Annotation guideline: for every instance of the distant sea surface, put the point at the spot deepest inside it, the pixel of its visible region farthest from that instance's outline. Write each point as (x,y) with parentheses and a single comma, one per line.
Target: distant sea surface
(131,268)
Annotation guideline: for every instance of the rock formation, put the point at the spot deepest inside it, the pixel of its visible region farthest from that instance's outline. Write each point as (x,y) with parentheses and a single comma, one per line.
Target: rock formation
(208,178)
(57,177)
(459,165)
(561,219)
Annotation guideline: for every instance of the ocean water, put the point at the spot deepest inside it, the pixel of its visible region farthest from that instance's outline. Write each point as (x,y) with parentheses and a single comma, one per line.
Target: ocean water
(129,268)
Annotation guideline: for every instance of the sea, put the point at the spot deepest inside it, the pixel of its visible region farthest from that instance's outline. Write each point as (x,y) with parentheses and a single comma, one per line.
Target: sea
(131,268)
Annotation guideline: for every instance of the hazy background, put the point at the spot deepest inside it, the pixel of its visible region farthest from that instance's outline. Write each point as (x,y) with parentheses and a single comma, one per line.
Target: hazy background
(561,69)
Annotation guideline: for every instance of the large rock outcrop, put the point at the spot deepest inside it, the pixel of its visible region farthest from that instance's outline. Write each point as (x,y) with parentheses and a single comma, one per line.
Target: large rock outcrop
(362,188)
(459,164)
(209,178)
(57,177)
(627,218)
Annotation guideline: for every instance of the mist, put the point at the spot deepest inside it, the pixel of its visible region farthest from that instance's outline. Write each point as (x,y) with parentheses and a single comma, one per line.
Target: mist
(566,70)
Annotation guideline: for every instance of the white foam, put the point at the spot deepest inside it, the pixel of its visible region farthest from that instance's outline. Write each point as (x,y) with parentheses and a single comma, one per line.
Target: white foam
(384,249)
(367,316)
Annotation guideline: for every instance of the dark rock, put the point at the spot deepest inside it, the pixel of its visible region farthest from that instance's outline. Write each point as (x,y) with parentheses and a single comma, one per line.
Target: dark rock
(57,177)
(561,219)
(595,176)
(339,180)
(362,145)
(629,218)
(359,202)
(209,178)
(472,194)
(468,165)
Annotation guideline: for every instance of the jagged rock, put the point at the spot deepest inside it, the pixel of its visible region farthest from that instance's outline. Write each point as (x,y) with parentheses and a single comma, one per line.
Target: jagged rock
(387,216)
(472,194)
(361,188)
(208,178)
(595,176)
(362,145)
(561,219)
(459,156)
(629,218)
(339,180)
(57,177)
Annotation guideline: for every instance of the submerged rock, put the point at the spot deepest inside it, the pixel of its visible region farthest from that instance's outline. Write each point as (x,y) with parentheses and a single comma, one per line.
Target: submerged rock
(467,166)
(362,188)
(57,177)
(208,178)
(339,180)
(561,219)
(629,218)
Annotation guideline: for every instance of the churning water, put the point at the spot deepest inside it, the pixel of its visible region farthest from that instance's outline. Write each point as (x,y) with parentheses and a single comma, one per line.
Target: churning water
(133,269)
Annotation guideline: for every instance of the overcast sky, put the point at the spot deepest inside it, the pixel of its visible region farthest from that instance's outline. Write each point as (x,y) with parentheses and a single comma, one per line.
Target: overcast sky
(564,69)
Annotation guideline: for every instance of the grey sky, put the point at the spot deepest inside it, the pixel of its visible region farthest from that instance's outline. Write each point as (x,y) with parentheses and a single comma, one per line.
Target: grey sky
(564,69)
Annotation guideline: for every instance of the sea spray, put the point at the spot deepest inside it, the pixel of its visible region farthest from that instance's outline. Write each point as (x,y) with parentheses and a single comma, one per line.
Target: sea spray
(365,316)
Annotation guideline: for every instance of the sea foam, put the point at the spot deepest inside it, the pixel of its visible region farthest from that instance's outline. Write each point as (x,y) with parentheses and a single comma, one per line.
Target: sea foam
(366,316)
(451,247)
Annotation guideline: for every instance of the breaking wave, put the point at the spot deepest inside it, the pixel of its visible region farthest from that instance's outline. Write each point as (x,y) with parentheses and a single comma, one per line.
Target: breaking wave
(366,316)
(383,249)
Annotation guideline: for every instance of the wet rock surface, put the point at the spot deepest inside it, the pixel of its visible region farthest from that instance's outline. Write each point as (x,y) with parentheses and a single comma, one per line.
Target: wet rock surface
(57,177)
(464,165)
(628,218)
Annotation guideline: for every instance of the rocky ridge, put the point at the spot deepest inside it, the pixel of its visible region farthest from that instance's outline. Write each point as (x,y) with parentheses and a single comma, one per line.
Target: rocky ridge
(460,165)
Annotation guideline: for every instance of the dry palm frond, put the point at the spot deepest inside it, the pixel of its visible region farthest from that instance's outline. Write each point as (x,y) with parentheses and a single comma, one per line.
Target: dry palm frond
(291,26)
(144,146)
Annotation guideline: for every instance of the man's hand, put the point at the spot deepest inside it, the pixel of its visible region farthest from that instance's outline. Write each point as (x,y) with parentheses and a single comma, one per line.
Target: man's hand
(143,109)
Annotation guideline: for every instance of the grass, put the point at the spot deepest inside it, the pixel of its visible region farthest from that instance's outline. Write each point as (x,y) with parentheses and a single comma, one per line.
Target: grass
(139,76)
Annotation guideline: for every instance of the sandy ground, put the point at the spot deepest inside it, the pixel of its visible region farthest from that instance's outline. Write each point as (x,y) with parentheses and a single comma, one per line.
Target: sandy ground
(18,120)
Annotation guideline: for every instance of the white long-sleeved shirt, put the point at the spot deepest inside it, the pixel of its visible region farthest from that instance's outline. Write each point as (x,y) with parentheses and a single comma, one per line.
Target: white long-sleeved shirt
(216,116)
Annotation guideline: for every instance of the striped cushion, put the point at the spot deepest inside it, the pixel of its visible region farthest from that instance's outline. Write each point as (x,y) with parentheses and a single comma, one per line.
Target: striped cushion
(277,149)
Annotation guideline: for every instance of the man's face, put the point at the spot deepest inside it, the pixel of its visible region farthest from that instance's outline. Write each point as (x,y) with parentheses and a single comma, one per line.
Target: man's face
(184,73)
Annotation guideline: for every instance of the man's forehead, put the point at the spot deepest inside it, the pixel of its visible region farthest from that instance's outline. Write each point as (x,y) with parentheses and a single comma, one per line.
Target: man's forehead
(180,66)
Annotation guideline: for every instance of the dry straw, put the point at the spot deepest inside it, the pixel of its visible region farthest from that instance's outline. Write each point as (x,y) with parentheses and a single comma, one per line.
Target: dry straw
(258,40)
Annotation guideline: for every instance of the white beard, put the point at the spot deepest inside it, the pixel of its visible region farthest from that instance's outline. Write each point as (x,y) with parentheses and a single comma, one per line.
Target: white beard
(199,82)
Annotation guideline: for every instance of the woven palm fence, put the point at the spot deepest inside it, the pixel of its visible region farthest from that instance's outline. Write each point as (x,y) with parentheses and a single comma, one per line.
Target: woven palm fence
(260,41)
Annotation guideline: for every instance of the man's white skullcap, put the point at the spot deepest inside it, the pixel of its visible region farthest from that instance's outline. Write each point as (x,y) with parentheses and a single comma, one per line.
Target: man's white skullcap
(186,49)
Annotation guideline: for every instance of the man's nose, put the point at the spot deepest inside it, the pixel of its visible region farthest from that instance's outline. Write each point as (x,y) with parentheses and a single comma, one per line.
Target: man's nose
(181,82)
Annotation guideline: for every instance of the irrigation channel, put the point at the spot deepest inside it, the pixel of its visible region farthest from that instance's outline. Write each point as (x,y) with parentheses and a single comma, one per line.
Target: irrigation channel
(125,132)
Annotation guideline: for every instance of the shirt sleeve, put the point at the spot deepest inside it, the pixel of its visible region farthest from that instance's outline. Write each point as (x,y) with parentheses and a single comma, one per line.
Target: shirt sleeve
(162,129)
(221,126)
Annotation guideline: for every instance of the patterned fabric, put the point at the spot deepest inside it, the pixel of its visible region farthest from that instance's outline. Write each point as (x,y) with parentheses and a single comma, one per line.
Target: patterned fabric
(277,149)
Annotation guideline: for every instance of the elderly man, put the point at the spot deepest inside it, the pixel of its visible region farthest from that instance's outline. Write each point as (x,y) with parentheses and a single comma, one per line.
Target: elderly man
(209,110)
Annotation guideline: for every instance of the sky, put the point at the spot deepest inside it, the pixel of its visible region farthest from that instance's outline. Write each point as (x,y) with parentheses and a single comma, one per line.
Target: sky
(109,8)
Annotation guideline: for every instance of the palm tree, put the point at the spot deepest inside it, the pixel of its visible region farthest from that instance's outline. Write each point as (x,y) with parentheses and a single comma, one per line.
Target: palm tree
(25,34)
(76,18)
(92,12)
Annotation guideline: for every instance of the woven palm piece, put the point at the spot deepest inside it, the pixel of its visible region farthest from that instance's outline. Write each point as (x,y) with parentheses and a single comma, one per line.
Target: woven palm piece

====================

Assignment. Check every line of the records above for the string "piece". Copy those that hold it.

Answer space.
Annotation guideline: for every instance of the woven palm piece, put the point at the spot deepest inside it, the pixel of its visible region farthest from that instance's outline. Write each point as (x,y) with parentheses and a single comma, one per line.
Target: woven palm piece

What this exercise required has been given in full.